**Stated exercise 1:** Please repeat the Farnsley-Moremen Landing text word for word, everything from "Notice the mark" down to "house was refurbished.".

::: Text segment

Our last visit in Louisville was to Riverside the Farnsley-Moremen Landing, a house along the Ohio River dating back to 1837.  Originally built by Gabriel Farnsley on a 200 acre piece of land, he operated a riverboat landing and a ferry between Indiana and Kentucky.  Rivers were the Interstates of their day and the Ohio was a very busy river. In addition to the landing and the ferry, the land was farmed and Mr. Farnsley increased his acreage to 400 acres before he died in 1849.  The property was purchased in 1862 by Alanson Moremen and his wife.  He increased the size to 1500 acres.  In the 1880's he began dividing the property amongst his heirs.  Moremen heirs sold the remaining property along with the house to Jefferson county in 1988.

The back of the Farnsley-Moremen home.  The front of the home faced the Ohio River

Picture of the front of the home taken from their website.
View of the Ohio River from the House.


Front hallway.  The door opens to a view of the river.
Notice the mark on the wall to the right.  In 1937 the Ohio River flooded and water reached that high inside the house.
Since then the walls and floors have been replaced as the house was refurbished.

::::::
::: Source material

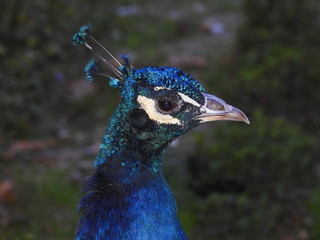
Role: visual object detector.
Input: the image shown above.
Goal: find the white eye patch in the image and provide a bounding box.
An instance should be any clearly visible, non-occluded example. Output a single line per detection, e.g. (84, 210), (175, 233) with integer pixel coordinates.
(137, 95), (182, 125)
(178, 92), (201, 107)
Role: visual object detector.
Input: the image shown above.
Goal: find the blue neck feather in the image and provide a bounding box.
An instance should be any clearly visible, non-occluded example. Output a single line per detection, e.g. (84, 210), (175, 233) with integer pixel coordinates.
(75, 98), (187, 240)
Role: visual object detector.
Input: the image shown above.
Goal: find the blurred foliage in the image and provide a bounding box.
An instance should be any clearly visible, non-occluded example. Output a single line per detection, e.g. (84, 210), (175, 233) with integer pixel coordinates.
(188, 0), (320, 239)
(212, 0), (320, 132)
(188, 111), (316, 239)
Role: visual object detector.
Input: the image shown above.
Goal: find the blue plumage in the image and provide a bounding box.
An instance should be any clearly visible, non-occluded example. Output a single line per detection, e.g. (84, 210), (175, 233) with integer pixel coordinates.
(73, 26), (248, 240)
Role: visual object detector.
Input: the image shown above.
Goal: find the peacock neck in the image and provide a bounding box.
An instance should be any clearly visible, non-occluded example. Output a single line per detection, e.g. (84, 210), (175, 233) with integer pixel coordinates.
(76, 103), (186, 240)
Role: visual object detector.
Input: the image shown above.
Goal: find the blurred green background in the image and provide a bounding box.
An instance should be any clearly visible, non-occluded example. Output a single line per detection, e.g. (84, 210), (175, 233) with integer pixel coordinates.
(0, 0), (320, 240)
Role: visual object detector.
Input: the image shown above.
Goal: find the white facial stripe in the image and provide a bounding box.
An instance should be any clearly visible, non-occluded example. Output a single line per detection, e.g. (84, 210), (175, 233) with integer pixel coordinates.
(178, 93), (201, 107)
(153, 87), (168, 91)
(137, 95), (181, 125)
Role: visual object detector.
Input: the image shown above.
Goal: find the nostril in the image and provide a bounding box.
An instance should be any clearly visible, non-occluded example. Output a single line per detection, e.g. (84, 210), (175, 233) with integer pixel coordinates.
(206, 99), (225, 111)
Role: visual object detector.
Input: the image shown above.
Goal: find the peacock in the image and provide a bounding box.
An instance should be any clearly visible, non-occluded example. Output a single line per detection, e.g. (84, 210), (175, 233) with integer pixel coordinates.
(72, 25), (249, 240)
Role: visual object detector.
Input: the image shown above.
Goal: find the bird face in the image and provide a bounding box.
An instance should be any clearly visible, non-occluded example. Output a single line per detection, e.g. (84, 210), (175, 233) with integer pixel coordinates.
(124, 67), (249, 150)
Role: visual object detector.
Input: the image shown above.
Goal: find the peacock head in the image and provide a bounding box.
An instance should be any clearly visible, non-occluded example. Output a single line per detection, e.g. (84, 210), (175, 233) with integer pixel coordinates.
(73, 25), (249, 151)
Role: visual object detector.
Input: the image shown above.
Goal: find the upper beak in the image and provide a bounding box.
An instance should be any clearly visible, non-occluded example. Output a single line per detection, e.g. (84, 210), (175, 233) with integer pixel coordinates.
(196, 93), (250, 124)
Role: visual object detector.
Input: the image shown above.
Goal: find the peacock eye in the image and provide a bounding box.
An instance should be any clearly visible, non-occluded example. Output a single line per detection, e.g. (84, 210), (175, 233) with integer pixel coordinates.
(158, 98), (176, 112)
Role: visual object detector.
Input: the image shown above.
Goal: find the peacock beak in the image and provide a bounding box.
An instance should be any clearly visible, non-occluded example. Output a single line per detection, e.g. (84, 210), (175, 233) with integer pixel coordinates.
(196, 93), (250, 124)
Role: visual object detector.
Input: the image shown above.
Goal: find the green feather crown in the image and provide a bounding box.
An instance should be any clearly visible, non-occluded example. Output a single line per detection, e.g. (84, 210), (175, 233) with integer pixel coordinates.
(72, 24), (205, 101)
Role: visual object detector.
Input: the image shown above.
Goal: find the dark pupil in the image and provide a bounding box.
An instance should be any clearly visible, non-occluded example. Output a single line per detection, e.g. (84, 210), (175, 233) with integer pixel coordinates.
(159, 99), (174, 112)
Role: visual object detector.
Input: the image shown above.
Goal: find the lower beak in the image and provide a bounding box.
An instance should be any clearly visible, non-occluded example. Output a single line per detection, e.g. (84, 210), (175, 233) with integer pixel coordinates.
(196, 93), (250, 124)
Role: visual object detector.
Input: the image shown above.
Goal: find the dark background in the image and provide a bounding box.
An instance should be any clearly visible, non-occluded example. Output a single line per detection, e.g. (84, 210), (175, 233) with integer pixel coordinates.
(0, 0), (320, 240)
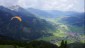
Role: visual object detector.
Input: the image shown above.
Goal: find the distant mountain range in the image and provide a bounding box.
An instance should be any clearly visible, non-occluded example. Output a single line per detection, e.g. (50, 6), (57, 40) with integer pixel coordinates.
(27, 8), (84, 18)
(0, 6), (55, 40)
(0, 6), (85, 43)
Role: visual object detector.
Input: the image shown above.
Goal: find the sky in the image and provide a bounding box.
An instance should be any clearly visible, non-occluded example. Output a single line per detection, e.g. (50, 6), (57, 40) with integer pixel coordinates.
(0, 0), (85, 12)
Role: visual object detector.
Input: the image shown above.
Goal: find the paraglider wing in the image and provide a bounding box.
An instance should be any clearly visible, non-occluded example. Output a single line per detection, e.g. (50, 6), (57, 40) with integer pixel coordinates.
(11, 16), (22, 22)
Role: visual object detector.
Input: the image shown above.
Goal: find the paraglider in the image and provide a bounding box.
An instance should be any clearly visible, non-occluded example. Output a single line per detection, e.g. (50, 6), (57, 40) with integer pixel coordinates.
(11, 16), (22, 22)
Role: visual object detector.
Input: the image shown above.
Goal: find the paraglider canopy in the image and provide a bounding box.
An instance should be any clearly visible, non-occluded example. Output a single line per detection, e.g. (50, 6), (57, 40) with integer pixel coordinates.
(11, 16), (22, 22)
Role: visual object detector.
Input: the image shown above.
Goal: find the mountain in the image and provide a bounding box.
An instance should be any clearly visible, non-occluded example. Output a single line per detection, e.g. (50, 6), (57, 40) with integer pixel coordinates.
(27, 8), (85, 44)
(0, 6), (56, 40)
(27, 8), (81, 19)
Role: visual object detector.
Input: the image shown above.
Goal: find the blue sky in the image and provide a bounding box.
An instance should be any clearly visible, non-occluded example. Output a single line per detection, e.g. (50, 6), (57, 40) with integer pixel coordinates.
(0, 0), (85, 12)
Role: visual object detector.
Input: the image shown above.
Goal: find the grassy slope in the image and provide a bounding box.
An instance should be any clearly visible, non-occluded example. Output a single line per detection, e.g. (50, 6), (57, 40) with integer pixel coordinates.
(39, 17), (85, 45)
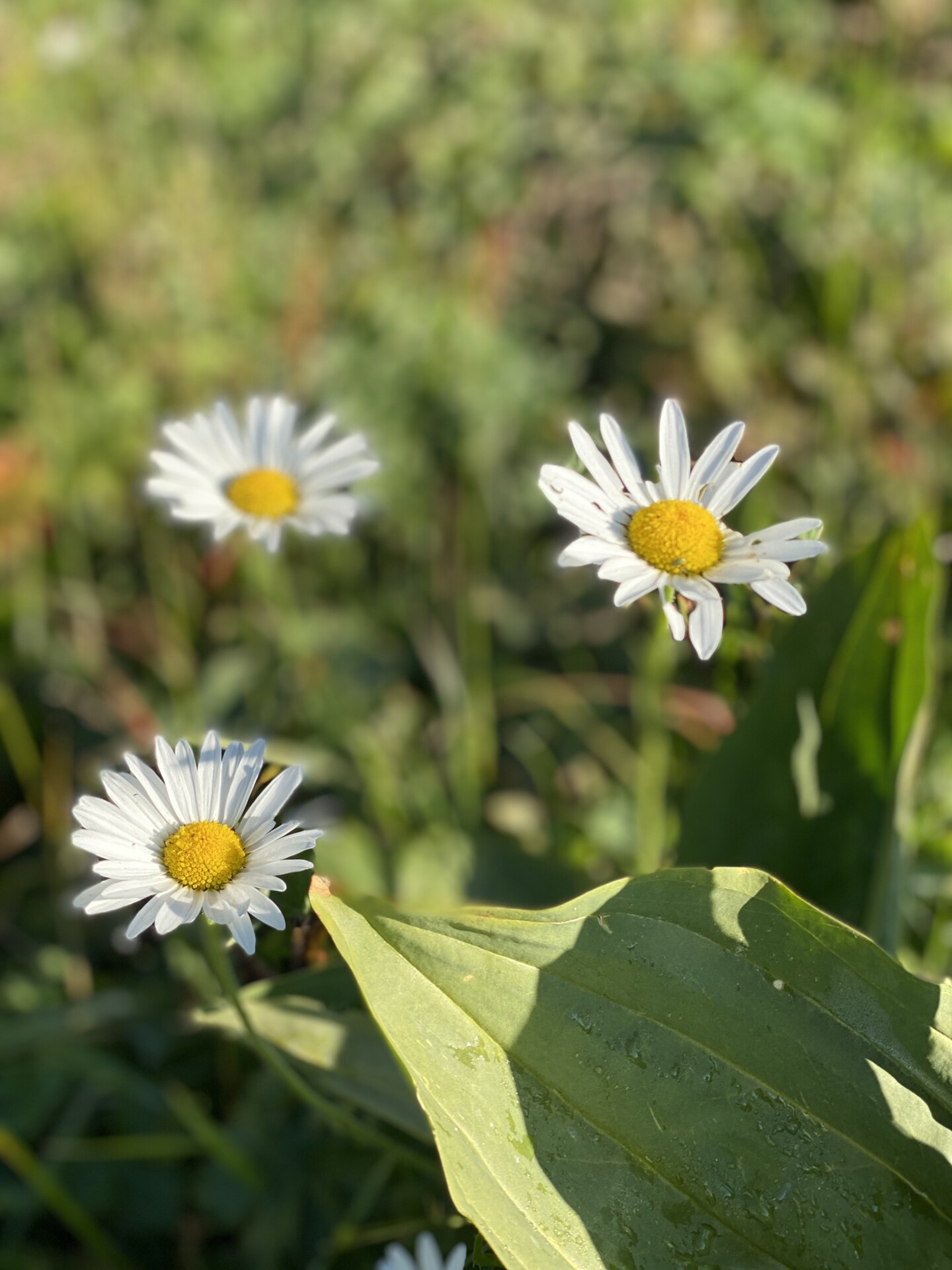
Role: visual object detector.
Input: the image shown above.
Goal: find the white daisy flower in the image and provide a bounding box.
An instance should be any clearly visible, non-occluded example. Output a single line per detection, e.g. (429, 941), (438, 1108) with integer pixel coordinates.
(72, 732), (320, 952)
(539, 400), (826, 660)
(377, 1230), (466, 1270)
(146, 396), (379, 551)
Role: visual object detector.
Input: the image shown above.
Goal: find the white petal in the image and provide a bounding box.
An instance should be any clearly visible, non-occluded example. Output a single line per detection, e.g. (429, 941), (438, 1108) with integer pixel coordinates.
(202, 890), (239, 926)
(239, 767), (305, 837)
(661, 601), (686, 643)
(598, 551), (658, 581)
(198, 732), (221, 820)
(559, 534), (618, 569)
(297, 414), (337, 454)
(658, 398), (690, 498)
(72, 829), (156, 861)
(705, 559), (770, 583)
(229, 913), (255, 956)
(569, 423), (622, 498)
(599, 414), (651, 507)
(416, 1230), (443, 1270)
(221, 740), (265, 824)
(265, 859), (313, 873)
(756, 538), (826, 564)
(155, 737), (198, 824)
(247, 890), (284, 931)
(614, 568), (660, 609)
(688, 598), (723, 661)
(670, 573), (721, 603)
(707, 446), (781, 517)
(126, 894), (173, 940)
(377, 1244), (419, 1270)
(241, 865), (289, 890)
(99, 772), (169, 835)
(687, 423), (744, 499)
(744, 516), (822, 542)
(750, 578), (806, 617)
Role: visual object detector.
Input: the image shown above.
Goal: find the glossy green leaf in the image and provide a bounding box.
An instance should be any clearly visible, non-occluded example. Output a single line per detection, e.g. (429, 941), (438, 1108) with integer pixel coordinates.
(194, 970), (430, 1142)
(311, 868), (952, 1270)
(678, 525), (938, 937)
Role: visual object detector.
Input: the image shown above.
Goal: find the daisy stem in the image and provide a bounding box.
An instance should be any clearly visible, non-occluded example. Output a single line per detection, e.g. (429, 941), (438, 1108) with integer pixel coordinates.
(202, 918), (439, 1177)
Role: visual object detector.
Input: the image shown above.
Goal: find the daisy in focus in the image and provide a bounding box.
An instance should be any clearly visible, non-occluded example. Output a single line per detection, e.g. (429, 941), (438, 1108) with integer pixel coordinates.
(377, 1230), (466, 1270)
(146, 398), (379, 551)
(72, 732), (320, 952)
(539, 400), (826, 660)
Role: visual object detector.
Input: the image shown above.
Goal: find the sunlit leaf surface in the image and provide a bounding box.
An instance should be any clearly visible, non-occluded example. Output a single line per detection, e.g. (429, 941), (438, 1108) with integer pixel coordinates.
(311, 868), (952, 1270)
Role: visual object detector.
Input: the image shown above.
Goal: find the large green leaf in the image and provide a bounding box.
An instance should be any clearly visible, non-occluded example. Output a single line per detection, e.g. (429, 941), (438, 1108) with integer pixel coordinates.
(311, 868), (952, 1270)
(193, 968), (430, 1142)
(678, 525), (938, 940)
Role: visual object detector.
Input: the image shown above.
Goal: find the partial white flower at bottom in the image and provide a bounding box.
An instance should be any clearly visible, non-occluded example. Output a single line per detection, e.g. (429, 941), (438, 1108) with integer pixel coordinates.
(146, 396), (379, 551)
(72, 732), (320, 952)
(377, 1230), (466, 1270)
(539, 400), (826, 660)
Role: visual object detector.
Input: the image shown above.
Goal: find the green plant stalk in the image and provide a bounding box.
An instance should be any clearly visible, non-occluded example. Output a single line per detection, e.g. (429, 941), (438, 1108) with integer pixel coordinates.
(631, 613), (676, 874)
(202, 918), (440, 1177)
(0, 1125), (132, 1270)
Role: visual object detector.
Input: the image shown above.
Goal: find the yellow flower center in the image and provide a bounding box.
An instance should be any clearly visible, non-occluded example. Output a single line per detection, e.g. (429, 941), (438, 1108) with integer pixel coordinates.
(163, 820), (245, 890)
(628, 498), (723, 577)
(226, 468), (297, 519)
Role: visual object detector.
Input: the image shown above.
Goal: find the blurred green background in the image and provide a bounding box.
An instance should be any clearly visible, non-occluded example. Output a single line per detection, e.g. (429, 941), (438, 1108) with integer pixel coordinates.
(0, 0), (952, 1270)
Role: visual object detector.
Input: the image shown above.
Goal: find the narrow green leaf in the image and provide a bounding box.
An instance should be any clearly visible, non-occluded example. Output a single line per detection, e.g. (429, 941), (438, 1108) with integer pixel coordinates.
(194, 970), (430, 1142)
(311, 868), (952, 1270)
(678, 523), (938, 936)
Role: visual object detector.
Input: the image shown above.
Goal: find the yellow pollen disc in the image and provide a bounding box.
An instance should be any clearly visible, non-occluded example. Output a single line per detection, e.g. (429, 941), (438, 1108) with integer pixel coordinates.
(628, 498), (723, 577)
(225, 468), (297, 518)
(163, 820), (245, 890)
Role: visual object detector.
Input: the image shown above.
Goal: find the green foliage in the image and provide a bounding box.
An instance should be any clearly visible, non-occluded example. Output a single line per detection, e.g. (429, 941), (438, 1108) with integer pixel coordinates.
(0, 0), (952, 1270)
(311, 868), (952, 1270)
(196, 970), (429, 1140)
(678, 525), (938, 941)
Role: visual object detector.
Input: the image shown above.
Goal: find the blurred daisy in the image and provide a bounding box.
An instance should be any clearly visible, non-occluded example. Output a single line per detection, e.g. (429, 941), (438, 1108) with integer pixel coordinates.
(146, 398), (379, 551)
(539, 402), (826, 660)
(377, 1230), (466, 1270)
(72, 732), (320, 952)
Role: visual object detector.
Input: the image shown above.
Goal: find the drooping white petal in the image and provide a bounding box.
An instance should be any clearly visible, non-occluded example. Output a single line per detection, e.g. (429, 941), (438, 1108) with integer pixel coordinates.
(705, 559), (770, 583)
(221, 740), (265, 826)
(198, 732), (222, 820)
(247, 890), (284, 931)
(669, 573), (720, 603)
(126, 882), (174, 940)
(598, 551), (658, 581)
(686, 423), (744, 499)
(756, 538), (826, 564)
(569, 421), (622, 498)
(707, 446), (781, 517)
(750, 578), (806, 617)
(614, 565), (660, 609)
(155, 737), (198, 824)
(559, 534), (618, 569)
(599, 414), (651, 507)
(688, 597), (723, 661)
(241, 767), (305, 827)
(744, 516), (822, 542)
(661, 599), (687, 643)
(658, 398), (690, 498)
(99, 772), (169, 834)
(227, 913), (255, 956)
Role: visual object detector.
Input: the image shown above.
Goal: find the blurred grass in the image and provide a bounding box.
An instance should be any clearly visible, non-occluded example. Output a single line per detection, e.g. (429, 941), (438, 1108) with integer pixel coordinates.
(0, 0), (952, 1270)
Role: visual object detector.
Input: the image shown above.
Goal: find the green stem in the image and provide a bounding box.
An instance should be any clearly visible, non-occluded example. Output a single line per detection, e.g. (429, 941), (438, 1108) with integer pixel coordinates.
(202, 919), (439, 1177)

::::::

**Stated exercise 2:** Change "image" to "photo" in the listing, everything from its start down to and including the line containing "(178, 92), (201, 107)", with nothing else altered. Give only those lines, without the pictures.

**Task output 1:**
Notice the mark on the wall to the right.  In 1937 the Ohio River flooded and water reached that high inside the house.
Since then the walls and floors have been replaced as the house was refurbished.

**Task output 2:**
Role: visual object detector.
Input: the photo shown above.
Goal: find the white eye patch in the photo and provide a bounding box.
An instance should be any clearly visible, non-occluded example. Output a single line per detection, e.g. (84, 210), (175, 233) with integer pixel coordinates.
(137, 95), (182, 125)
(178, 92), (201, 107)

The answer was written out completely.